-------- ESTRATTO DEL DOCUMENTO

Breve scheda sui sistemi elettorali redatta dall'Avv. Maurizio Di Palma
Si parla spesso di riforma elettorale e ogni gruppo politico manifesta la preferenza per un sistema in particolare.
Poiché ogni proposta è ispirata da un modello già esistente, per cogliere i termini del dibattito in corso, è opportuno esaminare i principale sistemi elettorali già adottati da altri paesi e indagarne gli effetti possibili in Italia.

UNINOMINALE
Sono così definiti quei sistemi in cui si divide il territorio nazionale in tanti collegi quanti sono i deputati da eleggere. Ogni collegio eleggerà un solo deputato.
Esistono tuttavia vari sistemi per stabilire chi è il candidato vincente in ogni collegio.

Uninominale secco (Gran Bretagna e Stati Uniti).
Ogni partito presenta il suo candidato nel collegio. Vince quello che arriva primo (first past the post) anche se non ha ricevuto la maggioranza assoluta dei voti.
Nei paesi in cui è adottato ha favorito la formazione di un sistema politico con 2/3 partiti.
In Italia, adottato negli anni ’90 per l’elezione dei 3/4 della Camera, ha prodotto un effetto diverso.
I partiti si riunivano in coalizioni ed erano le coalizioni a presentare un candidato in ciascun collegio. Tali candidati di coalizione - scelti sulla base di un accordo tra i partiti in ragione del loro presunto “peso” elettorale - una volta eletti, transitavano nel gruppo parlamentare del partito cui realmente appartenevano. In Italia, quindi, l’uninominale secco non ha ridotto il numero dei partiti e probabilmente ha accresciuto il peso delle formazioni più piccole.

Uninominale a doppio turno (Francia).

----------------

**CONSEGNA 1:** Formatta come lista JSON di stringhe, una per riga e senza righe vuote, la parte dei record che si apre con la riga contenente "Can you find the cluster" e si chiude con quella contenente "[[627, 387], [624, 384]]", entrambe incluse.

-------- DATI DELL'ESERCIZIO

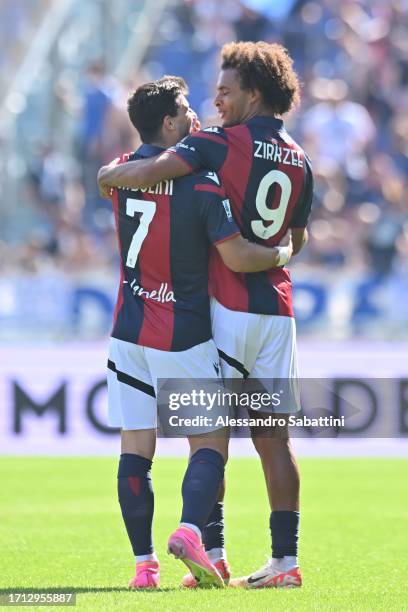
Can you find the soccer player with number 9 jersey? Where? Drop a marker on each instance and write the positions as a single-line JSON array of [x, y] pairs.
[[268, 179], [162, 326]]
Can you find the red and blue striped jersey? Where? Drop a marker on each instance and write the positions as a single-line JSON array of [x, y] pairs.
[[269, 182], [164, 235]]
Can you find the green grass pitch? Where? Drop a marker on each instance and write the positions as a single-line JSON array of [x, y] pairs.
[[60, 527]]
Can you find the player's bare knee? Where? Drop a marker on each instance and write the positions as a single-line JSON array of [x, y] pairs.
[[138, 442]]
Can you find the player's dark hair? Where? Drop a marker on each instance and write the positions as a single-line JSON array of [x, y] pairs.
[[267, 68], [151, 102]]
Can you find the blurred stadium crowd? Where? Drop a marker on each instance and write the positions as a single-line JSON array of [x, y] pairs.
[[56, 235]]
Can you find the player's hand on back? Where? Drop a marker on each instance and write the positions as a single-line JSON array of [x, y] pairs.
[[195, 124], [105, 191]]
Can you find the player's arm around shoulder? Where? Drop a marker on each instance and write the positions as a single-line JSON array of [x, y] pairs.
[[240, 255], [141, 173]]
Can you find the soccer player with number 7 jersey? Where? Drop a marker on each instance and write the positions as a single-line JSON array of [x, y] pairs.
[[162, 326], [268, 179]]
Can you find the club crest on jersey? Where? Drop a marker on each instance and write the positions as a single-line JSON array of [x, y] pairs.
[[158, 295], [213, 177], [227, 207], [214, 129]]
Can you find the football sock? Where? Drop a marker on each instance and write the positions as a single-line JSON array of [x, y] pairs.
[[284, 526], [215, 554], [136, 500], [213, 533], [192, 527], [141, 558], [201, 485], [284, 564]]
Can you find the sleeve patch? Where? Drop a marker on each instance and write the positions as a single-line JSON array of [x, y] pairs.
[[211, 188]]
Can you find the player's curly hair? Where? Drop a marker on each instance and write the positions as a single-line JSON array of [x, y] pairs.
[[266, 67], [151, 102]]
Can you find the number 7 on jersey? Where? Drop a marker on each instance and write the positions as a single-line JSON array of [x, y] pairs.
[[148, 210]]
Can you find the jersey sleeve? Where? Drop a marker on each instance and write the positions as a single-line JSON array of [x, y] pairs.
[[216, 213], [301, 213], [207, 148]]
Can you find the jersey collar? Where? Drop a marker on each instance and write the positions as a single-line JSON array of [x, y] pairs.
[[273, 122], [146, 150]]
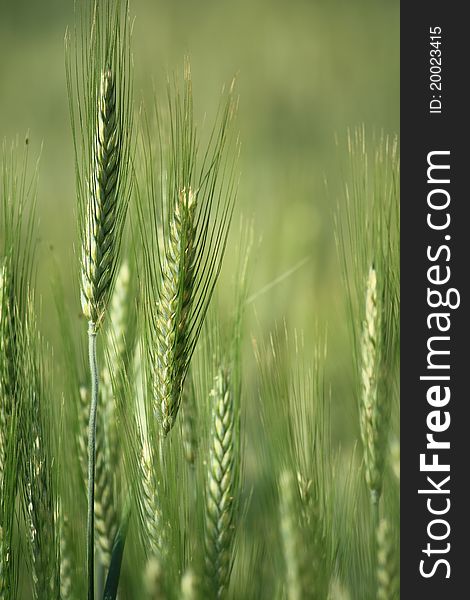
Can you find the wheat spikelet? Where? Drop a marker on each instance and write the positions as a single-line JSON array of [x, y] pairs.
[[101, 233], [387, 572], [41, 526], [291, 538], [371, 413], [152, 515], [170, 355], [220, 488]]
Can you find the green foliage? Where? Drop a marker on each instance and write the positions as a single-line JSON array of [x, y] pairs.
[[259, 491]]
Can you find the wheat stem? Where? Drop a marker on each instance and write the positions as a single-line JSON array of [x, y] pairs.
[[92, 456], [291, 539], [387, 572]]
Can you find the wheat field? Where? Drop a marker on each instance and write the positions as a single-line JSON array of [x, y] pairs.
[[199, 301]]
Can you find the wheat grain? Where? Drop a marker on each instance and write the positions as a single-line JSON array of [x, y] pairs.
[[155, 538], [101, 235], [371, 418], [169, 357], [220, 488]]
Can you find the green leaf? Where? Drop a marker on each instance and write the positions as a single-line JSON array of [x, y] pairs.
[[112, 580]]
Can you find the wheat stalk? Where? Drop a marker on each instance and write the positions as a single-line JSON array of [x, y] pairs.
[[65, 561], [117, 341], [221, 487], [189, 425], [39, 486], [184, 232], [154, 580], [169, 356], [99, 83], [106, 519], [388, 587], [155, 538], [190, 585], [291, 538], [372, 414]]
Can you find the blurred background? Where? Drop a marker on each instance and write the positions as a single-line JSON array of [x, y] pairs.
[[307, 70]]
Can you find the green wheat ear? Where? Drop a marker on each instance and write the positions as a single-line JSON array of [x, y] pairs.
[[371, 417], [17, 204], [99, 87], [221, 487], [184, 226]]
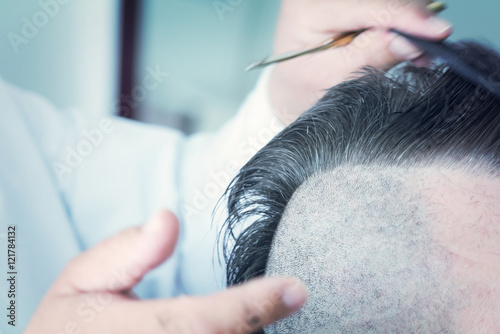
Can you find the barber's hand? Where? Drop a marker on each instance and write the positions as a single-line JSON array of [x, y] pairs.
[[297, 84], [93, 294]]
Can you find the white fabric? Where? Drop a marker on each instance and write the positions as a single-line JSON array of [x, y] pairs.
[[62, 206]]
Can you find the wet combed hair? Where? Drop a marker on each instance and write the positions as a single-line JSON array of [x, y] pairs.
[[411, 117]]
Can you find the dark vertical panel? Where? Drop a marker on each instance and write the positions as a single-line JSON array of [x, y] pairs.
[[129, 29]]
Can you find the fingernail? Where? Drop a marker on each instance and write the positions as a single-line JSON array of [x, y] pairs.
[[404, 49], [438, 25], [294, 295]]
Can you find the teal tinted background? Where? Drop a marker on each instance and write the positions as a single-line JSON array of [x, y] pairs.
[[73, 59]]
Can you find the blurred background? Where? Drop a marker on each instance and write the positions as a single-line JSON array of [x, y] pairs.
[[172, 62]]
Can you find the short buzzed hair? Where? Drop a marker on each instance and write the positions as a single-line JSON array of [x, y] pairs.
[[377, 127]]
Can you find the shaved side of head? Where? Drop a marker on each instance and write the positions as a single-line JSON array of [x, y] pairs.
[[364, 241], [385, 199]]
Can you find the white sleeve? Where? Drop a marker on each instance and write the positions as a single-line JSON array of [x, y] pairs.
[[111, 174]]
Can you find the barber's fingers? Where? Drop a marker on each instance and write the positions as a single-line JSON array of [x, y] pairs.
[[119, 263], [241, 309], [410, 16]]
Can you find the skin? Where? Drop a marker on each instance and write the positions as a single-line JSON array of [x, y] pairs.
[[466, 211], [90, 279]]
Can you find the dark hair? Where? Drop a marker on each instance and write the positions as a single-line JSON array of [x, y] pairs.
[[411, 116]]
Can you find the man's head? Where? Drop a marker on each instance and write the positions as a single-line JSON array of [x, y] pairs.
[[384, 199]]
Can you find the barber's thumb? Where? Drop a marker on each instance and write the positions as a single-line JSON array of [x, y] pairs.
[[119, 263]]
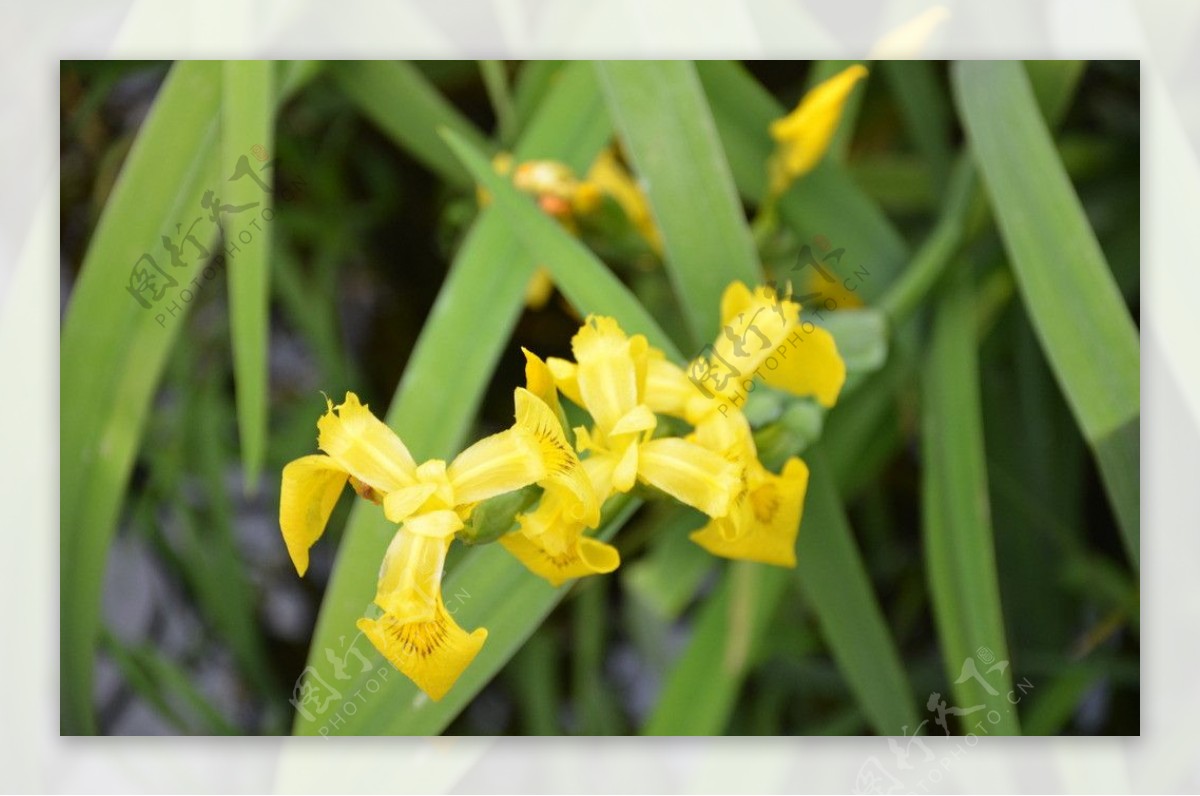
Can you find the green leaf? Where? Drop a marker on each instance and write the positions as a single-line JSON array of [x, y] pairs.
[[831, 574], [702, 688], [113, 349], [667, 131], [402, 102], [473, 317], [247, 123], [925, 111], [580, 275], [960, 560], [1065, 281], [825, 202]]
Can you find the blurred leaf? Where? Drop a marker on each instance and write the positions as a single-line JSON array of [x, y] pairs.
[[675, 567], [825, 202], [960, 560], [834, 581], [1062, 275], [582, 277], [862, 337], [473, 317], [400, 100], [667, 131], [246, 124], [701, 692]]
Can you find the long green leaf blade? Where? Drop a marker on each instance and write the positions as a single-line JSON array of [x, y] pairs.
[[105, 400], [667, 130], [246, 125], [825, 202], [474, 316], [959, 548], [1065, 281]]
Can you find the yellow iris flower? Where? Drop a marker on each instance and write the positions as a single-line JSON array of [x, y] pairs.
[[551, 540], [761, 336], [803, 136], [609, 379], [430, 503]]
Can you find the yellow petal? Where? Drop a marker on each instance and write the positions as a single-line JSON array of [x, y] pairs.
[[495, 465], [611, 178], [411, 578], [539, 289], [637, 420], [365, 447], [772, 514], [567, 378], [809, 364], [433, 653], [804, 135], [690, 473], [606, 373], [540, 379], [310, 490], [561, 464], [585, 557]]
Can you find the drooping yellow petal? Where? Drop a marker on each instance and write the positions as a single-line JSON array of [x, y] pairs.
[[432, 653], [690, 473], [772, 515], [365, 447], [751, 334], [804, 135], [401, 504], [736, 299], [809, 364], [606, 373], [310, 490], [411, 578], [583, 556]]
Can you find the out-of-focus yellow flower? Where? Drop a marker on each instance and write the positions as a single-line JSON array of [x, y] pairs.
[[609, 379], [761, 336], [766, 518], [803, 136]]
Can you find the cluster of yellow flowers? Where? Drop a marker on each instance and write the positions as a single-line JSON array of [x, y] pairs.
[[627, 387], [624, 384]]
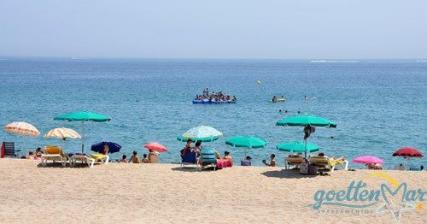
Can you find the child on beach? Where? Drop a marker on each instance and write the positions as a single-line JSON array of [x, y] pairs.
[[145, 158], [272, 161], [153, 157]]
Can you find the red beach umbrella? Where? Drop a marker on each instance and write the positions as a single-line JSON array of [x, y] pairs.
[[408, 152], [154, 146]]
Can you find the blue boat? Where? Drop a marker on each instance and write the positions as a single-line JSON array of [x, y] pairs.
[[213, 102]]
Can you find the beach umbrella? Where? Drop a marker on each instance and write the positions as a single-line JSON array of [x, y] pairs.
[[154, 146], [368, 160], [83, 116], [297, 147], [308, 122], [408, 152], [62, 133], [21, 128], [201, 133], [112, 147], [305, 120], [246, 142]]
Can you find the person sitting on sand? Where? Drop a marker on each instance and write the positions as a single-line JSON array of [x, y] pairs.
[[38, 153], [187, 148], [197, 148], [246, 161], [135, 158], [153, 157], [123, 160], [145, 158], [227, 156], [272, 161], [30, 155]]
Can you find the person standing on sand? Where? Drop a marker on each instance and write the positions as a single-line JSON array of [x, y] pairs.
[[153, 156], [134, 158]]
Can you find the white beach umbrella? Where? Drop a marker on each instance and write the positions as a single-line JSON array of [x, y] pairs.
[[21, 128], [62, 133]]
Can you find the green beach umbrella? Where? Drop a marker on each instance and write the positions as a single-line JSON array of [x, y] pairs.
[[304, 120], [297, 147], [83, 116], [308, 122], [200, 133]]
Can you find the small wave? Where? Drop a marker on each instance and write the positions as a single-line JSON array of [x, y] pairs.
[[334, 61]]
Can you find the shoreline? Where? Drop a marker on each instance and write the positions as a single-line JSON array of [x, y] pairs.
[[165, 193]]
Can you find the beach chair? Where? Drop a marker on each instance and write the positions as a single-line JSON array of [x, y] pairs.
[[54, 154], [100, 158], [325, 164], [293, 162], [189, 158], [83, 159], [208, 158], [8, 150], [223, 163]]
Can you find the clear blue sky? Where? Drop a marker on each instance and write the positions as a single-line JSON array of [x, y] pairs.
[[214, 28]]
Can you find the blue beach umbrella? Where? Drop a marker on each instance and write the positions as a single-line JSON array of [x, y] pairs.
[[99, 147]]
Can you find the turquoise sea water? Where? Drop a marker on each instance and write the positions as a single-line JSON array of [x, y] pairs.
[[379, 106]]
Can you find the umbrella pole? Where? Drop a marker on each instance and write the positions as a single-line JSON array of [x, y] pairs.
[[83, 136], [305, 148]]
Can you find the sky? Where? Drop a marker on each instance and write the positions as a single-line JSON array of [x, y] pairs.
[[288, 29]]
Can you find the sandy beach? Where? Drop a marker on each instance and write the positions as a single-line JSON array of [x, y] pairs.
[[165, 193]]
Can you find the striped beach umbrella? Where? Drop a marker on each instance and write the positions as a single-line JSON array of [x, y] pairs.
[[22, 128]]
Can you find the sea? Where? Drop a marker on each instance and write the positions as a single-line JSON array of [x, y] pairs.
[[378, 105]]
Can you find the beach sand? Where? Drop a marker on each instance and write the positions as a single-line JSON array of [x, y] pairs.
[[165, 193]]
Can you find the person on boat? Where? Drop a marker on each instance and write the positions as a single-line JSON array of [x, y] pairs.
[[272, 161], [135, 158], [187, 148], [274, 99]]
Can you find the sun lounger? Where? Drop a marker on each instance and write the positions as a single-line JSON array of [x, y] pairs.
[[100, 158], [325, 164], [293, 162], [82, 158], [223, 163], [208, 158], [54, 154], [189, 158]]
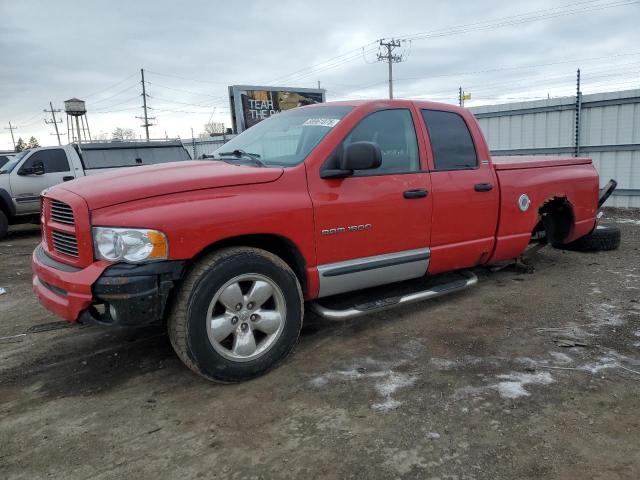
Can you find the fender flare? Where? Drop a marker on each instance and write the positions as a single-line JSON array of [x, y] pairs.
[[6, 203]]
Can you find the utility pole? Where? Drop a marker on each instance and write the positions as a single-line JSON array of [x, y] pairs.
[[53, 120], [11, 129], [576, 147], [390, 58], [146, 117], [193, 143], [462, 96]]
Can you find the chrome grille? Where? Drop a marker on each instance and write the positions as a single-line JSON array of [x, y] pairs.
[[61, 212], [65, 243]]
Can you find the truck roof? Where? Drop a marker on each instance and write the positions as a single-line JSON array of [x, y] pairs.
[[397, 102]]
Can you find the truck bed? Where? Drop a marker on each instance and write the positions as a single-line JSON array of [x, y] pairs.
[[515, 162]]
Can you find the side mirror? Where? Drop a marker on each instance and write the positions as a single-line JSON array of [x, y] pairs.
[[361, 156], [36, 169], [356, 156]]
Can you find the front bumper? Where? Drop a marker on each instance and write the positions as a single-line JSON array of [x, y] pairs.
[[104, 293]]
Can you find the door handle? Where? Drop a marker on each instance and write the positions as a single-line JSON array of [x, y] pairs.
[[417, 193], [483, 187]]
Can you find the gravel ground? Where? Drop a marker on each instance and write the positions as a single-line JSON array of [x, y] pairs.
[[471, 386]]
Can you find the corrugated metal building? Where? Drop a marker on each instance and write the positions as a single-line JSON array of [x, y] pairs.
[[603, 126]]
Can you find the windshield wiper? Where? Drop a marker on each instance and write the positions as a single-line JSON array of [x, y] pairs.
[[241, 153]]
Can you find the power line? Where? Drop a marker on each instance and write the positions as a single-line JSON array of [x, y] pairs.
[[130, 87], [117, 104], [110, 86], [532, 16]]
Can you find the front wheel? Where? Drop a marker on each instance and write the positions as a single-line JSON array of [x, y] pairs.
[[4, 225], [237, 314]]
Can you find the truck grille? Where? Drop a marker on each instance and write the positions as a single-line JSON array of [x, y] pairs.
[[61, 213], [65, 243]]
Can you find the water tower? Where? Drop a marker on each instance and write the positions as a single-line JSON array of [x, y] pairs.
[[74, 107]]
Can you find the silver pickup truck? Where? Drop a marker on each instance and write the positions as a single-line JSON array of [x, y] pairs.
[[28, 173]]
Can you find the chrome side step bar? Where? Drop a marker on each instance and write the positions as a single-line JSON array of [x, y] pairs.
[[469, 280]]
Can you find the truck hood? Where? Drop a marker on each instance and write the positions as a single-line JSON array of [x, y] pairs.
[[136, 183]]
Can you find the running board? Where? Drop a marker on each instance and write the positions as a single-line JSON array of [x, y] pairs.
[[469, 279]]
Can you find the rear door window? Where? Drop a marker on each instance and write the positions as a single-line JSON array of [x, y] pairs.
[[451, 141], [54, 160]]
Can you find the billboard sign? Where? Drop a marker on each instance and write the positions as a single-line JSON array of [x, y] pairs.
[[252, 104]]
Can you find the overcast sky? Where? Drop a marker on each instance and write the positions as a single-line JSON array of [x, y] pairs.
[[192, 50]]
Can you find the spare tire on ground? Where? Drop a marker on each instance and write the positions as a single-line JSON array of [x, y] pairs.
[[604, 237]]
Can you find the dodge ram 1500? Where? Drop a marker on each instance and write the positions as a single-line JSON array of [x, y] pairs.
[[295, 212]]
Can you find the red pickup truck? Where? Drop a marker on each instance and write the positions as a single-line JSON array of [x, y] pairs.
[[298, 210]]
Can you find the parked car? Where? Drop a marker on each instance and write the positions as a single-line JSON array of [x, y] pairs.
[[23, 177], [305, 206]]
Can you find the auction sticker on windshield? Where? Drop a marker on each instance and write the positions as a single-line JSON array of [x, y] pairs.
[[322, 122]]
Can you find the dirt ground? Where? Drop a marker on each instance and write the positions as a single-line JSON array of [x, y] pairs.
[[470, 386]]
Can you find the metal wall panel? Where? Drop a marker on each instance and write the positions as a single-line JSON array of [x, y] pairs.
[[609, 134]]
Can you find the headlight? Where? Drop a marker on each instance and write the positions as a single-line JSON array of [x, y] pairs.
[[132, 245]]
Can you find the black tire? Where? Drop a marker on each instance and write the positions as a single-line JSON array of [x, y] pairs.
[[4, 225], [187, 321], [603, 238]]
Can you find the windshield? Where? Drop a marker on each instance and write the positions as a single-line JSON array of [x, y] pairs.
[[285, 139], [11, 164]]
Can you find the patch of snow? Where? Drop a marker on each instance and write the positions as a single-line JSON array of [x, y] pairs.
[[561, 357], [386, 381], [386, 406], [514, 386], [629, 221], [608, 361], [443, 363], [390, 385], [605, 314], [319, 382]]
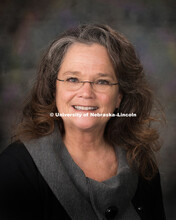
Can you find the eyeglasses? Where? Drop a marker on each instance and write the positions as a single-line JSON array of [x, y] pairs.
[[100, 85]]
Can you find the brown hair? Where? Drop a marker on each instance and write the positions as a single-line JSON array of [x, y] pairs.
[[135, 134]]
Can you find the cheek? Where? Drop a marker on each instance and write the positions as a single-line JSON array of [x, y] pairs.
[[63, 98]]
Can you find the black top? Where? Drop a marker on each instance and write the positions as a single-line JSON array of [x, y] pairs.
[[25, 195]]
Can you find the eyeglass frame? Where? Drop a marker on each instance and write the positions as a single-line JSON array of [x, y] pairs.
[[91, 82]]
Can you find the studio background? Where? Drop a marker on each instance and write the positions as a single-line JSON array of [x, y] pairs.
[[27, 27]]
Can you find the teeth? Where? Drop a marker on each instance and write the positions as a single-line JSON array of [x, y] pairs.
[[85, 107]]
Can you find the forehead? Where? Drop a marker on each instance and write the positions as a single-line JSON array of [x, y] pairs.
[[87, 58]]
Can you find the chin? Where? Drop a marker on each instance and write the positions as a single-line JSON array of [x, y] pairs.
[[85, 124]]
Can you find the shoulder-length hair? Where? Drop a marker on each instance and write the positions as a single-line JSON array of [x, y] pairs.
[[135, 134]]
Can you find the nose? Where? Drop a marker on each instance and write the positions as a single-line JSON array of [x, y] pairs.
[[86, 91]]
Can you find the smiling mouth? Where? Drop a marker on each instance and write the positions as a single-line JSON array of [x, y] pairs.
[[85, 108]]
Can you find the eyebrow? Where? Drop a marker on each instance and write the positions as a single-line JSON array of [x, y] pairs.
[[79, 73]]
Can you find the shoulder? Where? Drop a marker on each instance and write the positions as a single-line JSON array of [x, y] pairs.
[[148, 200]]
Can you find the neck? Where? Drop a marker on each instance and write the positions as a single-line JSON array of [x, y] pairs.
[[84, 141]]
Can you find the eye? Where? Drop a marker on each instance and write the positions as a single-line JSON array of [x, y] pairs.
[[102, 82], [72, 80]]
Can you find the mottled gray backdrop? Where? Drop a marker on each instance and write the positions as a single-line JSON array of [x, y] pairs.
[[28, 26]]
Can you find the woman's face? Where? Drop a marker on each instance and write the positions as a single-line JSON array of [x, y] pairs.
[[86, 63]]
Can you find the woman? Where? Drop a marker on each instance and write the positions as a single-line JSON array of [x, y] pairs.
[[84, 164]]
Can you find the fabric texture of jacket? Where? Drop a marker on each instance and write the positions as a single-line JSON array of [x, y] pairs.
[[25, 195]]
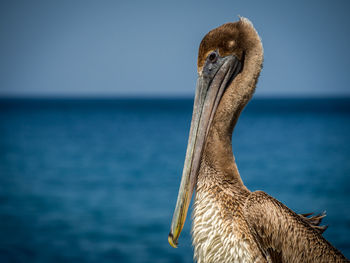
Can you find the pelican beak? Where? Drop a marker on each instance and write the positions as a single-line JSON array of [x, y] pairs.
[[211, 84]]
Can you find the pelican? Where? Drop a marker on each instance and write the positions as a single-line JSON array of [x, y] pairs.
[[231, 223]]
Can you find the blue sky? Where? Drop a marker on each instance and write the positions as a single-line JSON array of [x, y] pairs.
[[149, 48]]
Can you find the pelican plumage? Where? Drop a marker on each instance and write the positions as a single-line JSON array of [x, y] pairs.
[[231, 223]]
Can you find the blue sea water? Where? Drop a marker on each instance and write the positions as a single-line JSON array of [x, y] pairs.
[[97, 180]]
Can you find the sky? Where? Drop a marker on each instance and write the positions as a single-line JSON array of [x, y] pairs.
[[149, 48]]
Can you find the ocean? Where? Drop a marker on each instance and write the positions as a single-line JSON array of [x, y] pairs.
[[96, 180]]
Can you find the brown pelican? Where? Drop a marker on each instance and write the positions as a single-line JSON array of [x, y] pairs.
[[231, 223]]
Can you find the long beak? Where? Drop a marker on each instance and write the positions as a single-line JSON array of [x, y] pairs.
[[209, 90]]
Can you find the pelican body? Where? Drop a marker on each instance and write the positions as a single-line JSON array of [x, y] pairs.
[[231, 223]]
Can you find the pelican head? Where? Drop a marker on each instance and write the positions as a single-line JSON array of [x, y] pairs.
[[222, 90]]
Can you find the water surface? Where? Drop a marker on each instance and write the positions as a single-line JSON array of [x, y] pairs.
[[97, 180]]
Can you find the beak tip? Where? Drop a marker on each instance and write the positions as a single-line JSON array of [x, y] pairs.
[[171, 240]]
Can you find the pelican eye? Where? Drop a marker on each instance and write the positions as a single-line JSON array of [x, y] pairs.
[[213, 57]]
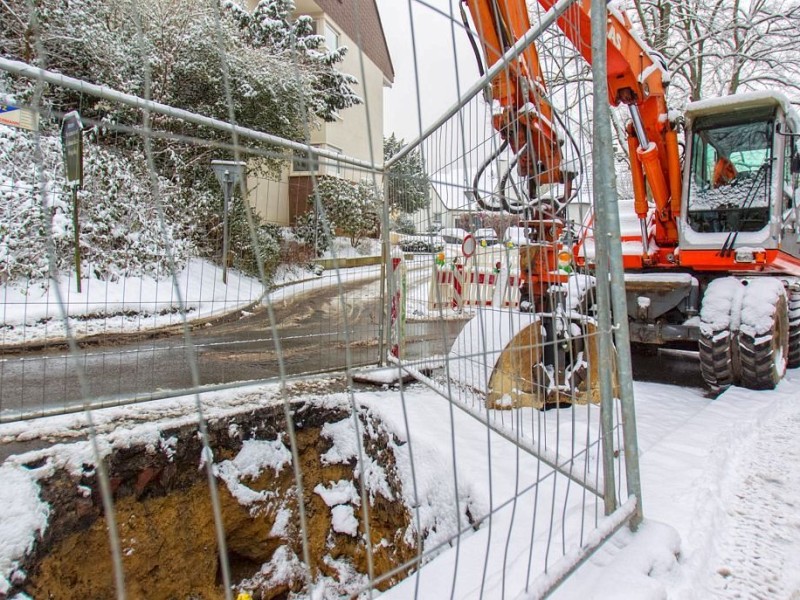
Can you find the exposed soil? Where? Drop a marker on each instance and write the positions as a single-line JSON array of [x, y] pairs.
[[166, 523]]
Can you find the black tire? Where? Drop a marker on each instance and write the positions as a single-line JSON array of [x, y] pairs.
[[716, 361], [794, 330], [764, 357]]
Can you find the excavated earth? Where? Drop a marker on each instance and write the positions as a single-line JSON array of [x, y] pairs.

----------------

**CONSEGNA 2:** Riprendi la scheda sui sistemi elettorali e continuala a partire dal punto in cui si ferma.

**RISPOSTA 1:**
[
  "Can you find the cluster of yellow flowers? Where? Drop a marker on each instance and write the positions as a single-line JSON array of [x, y] pairs.",
  "[[627, 387], [624, 384]]"
]

**RISPOSTA 2:**
Nel singolo collegio ogni partito presenta il suo candidato. Se nessuno ha conseguito la maggioranza assoluta (50% + 1 dei voti), passa al secondo turno chi ha ottenuto almeno il 12,5% (così è in Francia, ma sono possibili criteri diversi; ad es. accedono al ballottaggio i primi due). Vince il secondo turno chi arriva primo.
E’ un tipo di uninominale compatibile con i paesi con più di due-tre partiti, che penalizza fortemente i partiti piccoli.

Uninominale australiano.
Nel collegio ogni partito presenta un candidato. L’elettore deve ordinare i candidati secondo il suo personale ordine di preferenza, dal più gradito il meno gradito segnando un numero accanto a ciascuno (1,2,3 etc..). Per stabilire chi ha vinto si conteggiano le prime preferenze (quelle con il n.1) e si redige una graduatoria. Se nessuno ha raggiunto la maggioranza assoluta (50% +1 dei voti), si elimina il candidato meno votato, si mettono da parte le sue schede e si distribuiscono agli altri le seconde preferenze di tali schede. Se nessuno ha conseguito la maggioranza assoluta, si attribuiscono agli altri le terze, le quarte, le quinte preferenze sino a quando qualcuno non ha raggiunto tale maggioranza. Se ancora nessuno ha raggiunto la maggioranza assoluta si elimina il penultimo candidato procedendo all’attribuzione delle altre preferenze, sino a quando qualcuno non ottiene il 50% +1 dei voti.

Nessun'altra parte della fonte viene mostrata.